=== Input data ===
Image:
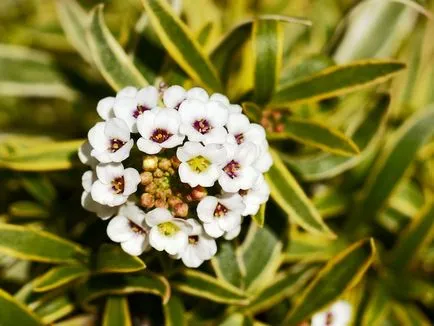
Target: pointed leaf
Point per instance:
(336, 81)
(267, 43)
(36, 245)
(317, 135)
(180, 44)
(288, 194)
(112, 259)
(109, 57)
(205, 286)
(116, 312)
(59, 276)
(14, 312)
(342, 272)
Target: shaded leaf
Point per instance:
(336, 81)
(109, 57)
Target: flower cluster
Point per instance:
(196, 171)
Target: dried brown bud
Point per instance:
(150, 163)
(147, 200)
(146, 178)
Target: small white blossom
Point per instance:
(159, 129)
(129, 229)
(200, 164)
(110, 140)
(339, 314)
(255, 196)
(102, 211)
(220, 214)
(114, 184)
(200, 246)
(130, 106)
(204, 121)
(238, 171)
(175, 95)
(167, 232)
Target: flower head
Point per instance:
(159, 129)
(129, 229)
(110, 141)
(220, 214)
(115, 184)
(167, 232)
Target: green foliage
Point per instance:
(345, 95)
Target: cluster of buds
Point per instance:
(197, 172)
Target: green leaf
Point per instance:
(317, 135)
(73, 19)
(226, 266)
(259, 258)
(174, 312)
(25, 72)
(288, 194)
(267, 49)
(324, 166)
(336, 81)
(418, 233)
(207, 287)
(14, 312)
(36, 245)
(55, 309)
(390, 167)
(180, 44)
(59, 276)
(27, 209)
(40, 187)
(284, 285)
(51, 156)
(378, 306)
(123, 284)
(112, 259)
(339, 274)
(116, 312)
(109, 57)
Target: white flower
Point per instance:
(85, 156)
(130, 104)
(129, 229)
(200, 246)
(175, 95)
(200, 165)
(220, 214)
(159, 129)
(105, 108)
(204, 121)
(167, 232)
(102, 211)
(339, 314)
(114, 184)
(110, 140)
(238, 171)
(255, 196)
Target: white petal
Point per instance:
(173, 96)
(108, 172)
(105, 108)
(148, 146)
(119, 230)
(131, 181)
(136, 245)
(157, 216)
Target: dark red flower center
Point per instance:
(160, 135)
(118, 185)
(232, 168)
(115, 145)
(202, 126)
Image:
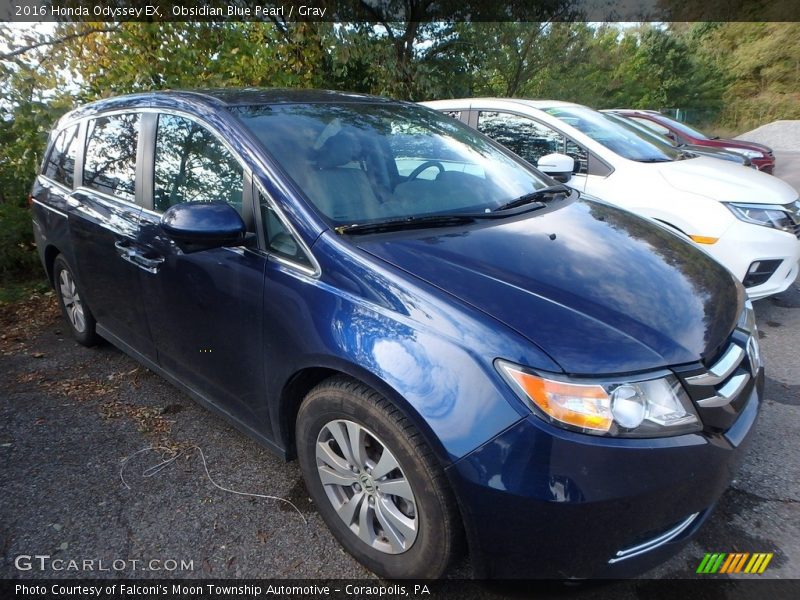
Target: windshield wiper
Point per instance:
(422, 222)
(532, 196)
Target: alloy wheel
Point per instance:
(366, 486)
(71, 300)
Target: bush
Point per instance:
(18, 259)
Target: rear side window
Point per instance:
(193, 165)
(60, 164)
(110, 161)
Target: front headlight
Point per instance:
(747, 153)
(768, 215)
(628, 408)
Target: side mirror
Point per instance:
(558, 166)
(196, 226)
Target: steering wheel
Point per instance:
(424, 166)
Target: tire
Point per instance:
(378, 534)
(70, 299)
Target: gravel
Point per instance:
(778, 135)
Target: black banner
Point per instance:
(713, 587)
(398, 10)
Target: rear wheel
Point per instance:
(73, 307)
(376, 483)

=== Directions for this task ===
Print all of the records shown above exactly, leaving out each picture.

=== Solution to the problem ===
Image:
Target: pointed leaf
Point per instance:
(336, 81)
(267, 43)
(36, 245)
(317, 135)
(180, 44)
(288, 194)
(112, 259)
(109, 57)
(205, 286)
(116, 312)
(59, 276)
(14, 312)
(342, 272)
Target: shaded leaf
Point per instance:
(336, 81)
(109, 57)
Target: flower cluster
Point per instance:
(196, 171)
Target: dried brown bud
Point per instance:
(150, 163)
(147, 200)
(146, 178)
Target: small white blossom
Point per instance:
(159, 129)
(129, 229)
(200, 164)
(110, 140)
(339, 314)
(255, 196)
(102, 211)
(220, 214)
(114, 184)
(200, 246)
(130, 106)
(204, 121)
(238, 171)
(175, 95)
(167, 232)
Target: flower head
Point per instance:
(159, 129)
(129, 229)
(110, 141)
(220, 214)
(115, 184)
(167, 232)
Target: green foliage
Point per instance:
(345, 95)
Target: cluster of buds
Point per instance:
(197, 172)
Target: green leaf
Point per instance:
(317, 135)
(73, 19)
(226, 266)
(259, 258)
(174, 312)
(25, 72)
(288, 194)
(267, 49)
(324, 166)
(336, 81)
(418, 233)
(207, 287)
(14, 312)
(36, 245)
(55, 309)
(390, 167)
(180, 44)
(59, 276)
(27, 209)
(40, 187)
(284, 285)
(51, 156)
(378, 306)
(123, 284)
(112, 259)
(339, 274)
(116, 312)
(109, 57)
Target: white flower
Point per instance:
(85, 156)
(130, 104)
(129, 229)
(200, 246)
(175, 95)
(200, 165)
(220, 214)
(159, 129)
(105, 108)
(204, 121)
(167, 232)
(102, 211)
(339, 314)
(114, 184)
(110, 140)
(238, 171)
(255, 196)
Target: white petal
Point per instance:
(173, 96)
(108, 172)
(105, 108)
(148, 146)
(119, 230)
(131, 181)
(136, 245)
(157, 216)
Target: dark red flower center
Point per instance:
(160, 135)
(118, 185)
(232, 168)
(115, 145)
(202, 126)
Image:
Target: windshield wiper
Point per instance:
(422, 222)
(532, 196)
Target: alloy wheel
Point per instance:
(366, 486)
(71, 300)
Target: bush
Point per instance:
(18, 259)
Target: rear side window
Point per instance:
(193, 165)
(60, 164)
(110, 161)
Target: front headlight
Point per instance:
(747, 153)
(768, 215)
(628, 408)
Target: side mirror
Point per instance:
(558, 166)
(196, 226)
Target: steering wheel
Point per instance:
(424, 166)
Target: tire
Point per instance:
(378, 534)
(70, 299)
Target: gravel
Point per instance:
(778, 135)
Target: black banner
Point per instance:
(713, 587)
(398, 10)
Target: rear wheel
Point per instance:
(73, 307)
(376, 483)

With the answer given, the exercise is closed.